| TASK OBJECTIVE |
Type out the data exactly as given. Skip any image.

| RECORDS FOR THIS TASK |
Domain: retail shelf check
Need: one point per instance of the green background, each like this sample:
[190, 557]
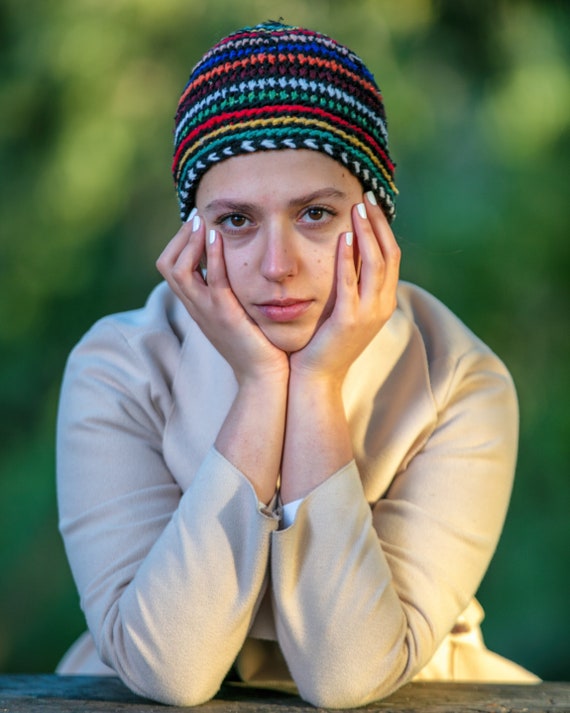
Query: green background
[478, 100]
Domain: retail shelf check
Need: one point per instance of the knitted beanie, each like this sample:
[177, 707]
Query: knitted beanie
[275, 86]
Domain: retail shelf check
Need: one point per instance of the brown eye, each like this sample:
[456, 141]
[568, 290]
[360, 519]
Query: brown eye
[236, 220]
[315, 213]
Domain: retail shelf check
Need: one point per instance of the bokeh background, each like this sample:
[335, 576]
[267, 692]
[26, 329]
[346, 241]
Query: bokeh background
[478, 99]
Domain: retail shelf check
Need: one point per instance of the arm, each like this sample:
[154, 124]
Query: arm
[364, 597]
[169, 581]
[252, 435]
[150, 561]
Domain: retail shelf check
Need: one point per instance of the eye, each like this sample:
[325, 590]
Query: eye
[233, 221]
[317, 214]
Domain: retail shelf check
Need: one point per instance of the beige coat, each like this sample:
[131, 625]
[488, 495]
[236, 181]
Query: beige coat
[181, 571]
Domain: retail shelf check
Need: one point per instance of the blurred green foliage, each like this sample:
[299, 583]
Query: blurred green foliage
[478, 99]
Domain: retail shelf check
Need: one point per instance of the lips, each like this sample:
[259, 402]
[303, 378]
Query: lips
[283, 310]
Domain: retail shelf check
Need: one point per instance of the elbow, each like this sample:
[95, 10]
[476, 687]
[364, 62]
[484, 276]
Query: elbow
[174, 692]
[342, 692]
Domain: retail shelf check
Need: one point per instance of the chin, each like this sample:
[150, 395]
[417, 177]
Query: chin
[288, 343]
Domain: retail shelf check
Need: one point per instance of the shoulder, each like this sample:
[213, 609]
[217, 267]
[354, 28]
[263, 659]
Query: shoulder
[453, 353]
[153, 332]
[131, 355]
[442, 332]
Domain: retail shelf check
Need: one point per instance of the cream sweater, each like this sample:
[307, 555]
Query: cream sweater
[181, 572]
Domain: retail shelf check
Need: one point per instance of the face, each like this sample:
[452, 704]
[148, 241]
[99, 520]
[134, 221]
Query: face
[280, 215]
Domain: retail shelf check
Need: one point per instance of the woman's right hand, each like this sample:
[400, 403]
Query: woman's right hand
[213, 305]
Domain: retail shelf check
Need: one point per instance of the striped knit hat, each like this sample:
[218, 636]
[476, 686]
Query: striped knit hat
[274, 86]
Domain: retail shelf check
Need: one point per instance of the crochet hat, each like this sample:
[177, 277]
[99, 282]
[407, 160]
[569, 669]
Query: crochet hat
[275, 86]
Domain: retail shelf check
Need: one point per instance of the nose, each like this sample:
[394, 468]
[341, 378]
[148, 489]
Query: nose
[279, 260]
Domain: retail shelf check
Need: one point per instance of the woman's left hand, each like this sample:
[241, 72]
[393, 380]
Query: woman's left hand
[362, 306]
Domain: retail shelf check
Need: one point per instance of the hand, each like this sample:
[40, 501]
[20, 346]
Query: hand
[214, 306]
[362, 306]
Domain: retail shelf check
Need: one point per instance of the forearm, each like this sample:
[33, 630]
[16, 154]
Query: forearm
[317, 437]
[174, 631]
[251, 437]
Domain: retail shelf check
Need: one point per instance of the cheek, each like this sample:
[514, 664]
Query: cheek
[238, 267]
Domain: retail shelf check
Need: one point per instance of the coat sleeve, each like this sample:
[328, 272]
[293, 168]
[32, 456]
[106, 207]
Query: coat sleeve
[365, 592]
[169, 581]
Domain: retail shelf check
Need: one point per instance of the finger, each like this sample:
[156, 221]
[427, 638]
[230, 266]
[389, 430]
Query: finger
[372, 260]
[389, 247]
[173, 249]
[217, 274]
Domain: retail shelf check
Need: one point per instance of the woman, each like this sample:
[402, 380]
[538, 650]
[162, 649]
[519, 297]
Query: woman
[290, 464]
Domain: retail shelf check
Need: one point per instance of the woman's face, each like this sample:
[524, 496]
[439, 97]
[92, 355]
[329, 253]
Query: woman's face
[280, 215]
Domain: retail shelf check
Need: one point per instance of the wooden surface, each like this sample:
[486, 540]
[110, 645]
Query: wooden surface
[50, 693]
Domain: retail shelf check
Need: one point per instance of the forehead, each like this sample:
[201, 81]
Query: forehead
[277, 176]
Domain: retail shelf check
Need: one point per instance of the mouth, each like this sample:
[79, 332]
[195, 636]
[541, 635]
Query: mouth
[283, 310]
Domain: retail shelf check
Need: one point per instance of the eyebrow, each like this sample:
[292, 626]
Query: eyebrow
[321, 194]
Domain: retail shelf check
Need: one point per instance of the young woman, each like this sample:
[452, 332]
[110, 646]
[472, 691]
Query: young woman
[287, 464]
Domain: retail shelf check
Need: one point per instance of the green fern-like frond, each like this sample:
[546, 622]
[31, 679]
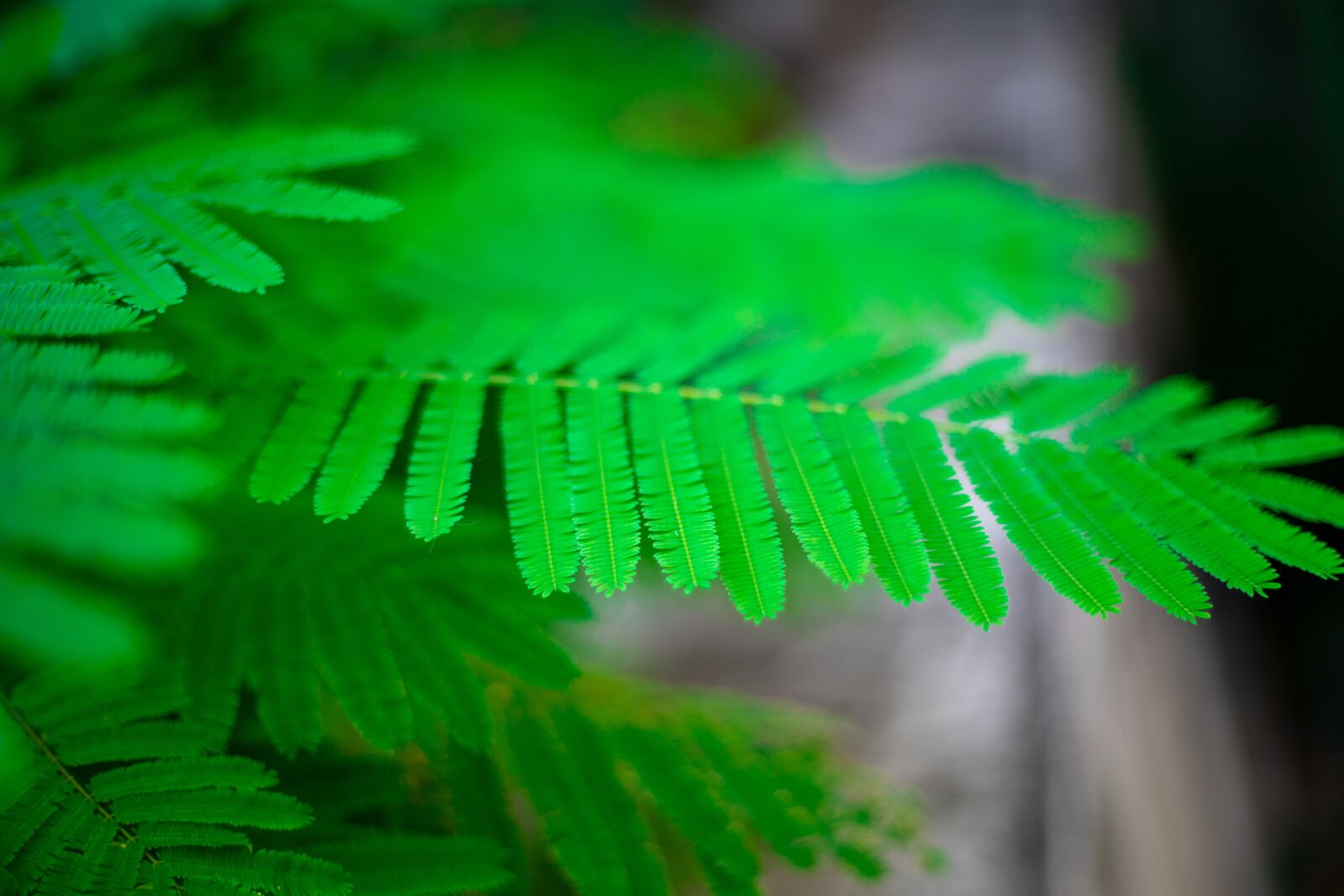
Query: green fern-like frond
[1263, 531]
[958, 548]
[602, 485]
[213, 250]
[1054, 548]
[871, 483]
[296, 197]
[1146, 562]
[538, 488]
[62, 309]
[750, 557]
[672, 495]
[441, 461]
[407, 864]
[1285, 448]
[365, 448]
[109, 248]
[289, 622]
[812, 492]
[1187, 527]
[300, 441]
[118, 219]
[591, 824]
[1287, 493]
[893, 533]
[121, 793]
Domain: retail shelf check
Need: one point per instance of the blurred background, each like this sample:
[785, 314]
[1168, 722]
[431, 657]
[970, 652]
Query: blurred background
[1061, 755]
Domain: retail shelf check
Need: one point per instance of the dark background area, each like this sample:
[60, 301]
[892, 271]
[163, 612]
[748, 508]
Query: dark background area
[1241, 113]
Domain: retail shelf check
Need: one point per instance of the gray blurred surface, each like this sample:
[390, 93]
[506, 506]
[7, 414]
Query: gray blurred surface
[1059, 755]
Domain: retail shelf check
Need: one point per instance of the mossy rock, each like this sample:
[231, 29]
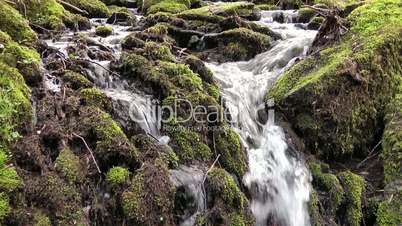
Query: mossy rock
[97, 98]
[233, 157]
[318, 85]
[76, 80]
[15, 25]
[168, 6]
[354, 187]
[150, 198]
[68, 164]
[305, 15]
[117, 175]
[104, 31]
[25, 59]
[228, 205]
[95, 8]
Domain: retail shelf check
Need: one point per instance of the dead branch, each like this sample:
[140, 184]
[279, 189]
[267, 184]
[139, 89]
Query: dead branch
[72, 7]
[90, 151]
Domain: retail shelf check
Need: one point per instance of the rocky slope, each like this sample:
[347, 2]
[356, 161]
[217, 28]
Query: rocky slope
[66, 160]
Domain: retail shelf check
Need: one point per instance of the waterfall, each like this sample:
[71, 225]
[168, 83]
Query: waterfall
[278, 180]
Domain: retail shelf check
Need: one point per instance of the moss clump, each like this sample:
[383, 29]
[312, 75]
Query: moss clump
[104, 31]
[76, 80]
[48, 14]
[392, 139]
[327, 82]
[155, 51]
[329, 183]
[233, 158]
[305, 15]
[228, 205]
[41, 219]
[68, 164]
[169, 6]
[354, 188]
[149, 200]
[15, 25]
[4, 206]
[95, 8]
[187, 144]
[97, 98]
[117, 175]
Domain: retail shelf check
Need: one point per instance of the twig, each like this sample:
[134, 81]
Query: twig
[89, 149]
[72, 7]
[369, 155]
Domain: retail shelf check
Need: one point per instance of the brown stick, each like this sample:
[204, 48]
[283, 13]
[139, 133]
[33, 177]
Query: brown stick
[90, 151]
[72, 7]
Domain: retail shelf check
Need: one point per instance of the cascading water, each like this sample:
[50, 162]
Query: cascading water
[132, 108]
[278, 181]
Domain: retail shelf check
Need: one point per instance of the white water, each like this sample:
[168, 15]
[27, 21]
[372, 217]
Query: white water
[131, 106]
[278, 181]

| ANSWER TO THIS EXERCISE |
Domain: retail shelf check
Need: one point per instance of the green background, each like this sample:
[190, 557]
Query: green background
[478, 100]
Domain: retail shelf check
Need: one point per instance of the knitted beanie, each like this sample:
[177, 707]
Query: knitted beanie
[275, 86]
Domain: retail shelf check
Need: one point per instance of the brown eye, each like this sample:
[456, 141]
[568, 290]
[360, 519]
Query: brown eye
[236, 220]
[315, 213]
Domain: retail shelf check
Need: one point per instance of the bokeh background, each like this sample:
[335, 576]
[267, 692]
[26, 329]
[346, 241]
Query: bokeh background
[478, 99]
Domain: retail shelf check
Need: one point per instance of the arm, each like this sample:
[154, 124]
Query: arm
[364, 597]
[169, 581]
[252, 435]
[150, 561]
Domain: retail shelf check
Need: one point per instance of the eye, each like this sample:
[325, 590]
Query: eye
[233, 221]
[317, 214]
Domain: retail shelf check
Need: one point per instance of the beige coat, each like this sample:
[131, 625]
[488, 495]
[236, 181]
Query: beige coat
[181, 571]
Domain: retail shelf check
Need: one point per instance of the blurred green foliage, each like this sample:
[299, 583]
Query: blurred green foliage
[478, 99]
Domain: retail shelf check
Need: one point per instance of the lips, each like this sample:
[259, 402]
[303, 378]
Query: lips
[283, 310]
Domain: retail shelf check
Need: one point per instance of the elbow, each like this sample:
[95, 10]
[476, 687]
[364, 62]
[484, 276]
Query: elbow
[174, 692]
[342, 692]
Domain: retail shelf check
Need: one point per instance of the chin, each like this sample:
[150, 395]
[417, 177]
Query: chin
[288, 343]
Domain: retail shelf check
Need: one point per instance of the shoulder, each like this sample:
[213, 609]
[217, 267]
[354, 28]
[263, 659]
Query: shoulder
[453, 353]
[153, 332]
[131, 355]
[442, 332]
Domain: retail shelf check
Need: one point per instance of the cream sweater, each like this sample:
[307, 555]
Query: cream sweater
[181, 572]
Domain: retail shelf check
Need: one point per instance of the face, each like this sample:
[452, 704]
[148, 241]
[99, 520]
[134, 221]
Query: face
[280, 215]
Domain: retail shelf check
Need: one point per instance of the woman's right hand, each like this sample:
[400, 403]
Query: woman's right hand
[213, 305]
Domain: retail shelf check
Need: one point per instance of the striped knit hat, each like this sample:
[218, 636]
[476, 686]
Query: striped knit hat
[274, 86]
Domain: retail shelf check
Need: one point per instance of the crochet hat, each like this sample:
[177, 277]
[99, 282]
[407, 160]
[569, 669]
Query: crochet hat
[275, 86]
Domain: retail shelf check
Need: one point per instance of the nose, each like this sample:
[394, 468]
[341, 378]
[148, 489]
Query: nose
[279, 260]
Domain: retail shelf check
Need: one point per instance of the woman's left hand, each like this sample:
[241, 72]
[393, 380]
Query: woman's left hand
[362, 306]
Domain: retail shelf check
Need: one point per instance of the hand, each like this sample:
[40, 501]
[20, 346]
Query: hand
[214, 306]
[362, 306]
Domain: retail shelf check
Need: one point per instance of the forearm, each like this sample:
[33, 630]
[16, 154]
Query: forearm
[317, 437]
[174, 631]
[251, 437]
Domain: retail shelf check
Need: one point per instance of the cheek, each like this sample:
[514, 664]
Query: cheek
[238, 267]
Domain: retail shelf check
Need: one point per instance of the coat sleeve, each like this sample:
[328, 272]
[293, 168]
[32, 456]
[106, 207]
Query: coat sleeve
[365, 592]
[169, 581]
Domain: retail shelf check
Need: one point per instance of the finger, each like this sample:
[156, 221]
[427, 638]
[230, 266]
[389, 430]
Query: finger
[372, 260]
[389, 247]
[173, 249]
[217, 274]
Domain: retail shelf check
Need: one point per instance of the woman, each like this sample:
[402, 380]
[538, 650]
[162, 649]
[519, 297]
Query: woman
[290, 464]
Domain: retail shelf check
Need: one point per instance of the woman's face, each like this sample:
[524, 496]
[439, 97]
[92, 355]
[329, 253]
Query: woman's face
[280, 215]
Domain: retail shelf check
Need: one point per instance of the wooden surface, each like this sample:
[486, 540]
[110, 645]
Query: wooden surface
[50, 693]
Domain: retail shelf check
Need: one point per instance of the forehead, each like this sample:
[201, 81]
Query: forehead
[277, 176]
Domain: retail shelf check
Need: one point per instance of the mouth, each like this sample:
[79, 332]
[195, 636]
[541, 635]
Query: mouth
[283, 310]
Domain: retail shelf check
Need: one point per instance of the eyebrow, each like this sample:
[292, 626]
Query: eyebrow
[321, 194]
Domain: retail shelf check
Need: one point per instance of the young woman, each like this sample:
[452, 332]
[110, 646]
[472, 691]
Query: young woman
[287, 464]
Domain: retail shelf check
Need: one point per instance of the green fern-like frond, each like this sample:
[546, 622]
[31, 679]
Query: green fern-like frond
[1263, 531]
[958, 548]
[602, 485]
[213, 250]
[1054, 548]
[871, 483]
[296, 197]
[1146, 562]
[538, 488]
[62, 309]
[750, 557]
[672, 495]
[441, 461]
[407, 864]
[1285, 448]
[365, 448]
[109, 248]
[289, 622]
[812, 492]
[1187, 527]
[300, 441]
[118, 219]
[591, 824]
[1287, 493]
[893, 533]
[121, 793]
Domain: retail shelf check
Need: one point per instance of the blurred background, each like this sample:
[785, 314]
[1168, 722]
[431, 657]
[970, 652]
Query: blurred background
[1061, 755]
Domain: retail shelf check
Need: one point per instance of the dark background area, each like this sample:
[60, 301]
[892, 271]
[163, 612]
[748, 508]
Query: dark background area
[1241, 113]
Domain: retail shelf check
Need: one point per instance of the gray blurred surface, each like this sample:
[390, 93]
[506, 506]
[7, 414]
Query: gray blurred surface
[1059, 755]
Domain: retail shelf check
Need: one point per instance of the mossy rock, each like this sample:
[231, 29]
Query: mossy rock
[97, 98]
[233, 157]
[318, 85]
[76, 80]
[15, 25]
[168, 6]
[354, 187]
[150, 198]
[68, 164]
[305, 15]
[117, 175]
[104, 31]
[25, 59]
[228, 205]
[95, 8]
Domain: retail shelf check
Need: one point per instance of the dead branch, each like this sample:
[140, 184]
[279, 189]
[267, 184]
[139, 89]
Query: dead branch
[72, 7]
[90, 151]
Domain: retail shelf check
Need: one point per instance of the rocky slope, each like this sample:
[347, 2]
[356, 161]
[217, 28]
Query: rocky slope
[66, 160]
Domain: retail shelf check
Need: one point per instance of the waterfall, each like this sample:
[71, 225]
[168, 83]
Query: waterfall
[278, 180]
Domain: retail shelf check
Need: one point per instance of the moss clump, each like this sample:
[383, 29]
[312, 75]
Query: moss clump
[104, 31]
[76, 80]
[48, 14]
[392, 139]
[327, 82]
[155, 51]
[329, 183]
[233, 158]
[305, 15]
[228, 205]
[41, 219]
[68, 164]
[169, 6]
[354, 188]
[149, 200]
[15, 25]
[4, 206]
[95, 8]
[187, 144]
[97, 98]
[117, 175]
Domain: retail shelf check
Need: one point per instance of the twig, each like this sample:
[134, 81]
Query: twig
[89, 149]
[72, 7]
[369, 155]
Domain: retail shelf check
Need: one point per instance of the brown stick, each like this sample:
[204, 48]
[283, 13]
[139, 133]
[33, 177]
Query: brown stick
[90, 151]
[72, 7]
Domain: retail shelf check
Need: one point per instance of the cascading water, each like this sample:
[50, 162]
Query: cascading water
[132, 108]
[278, 181]
Domain: retail shelf check
Need: one point per instance of the white water, each like this sample:
[168, 15]
[27, 21]
[372, 217]
Query: white water
[131, 106]
[278, 181]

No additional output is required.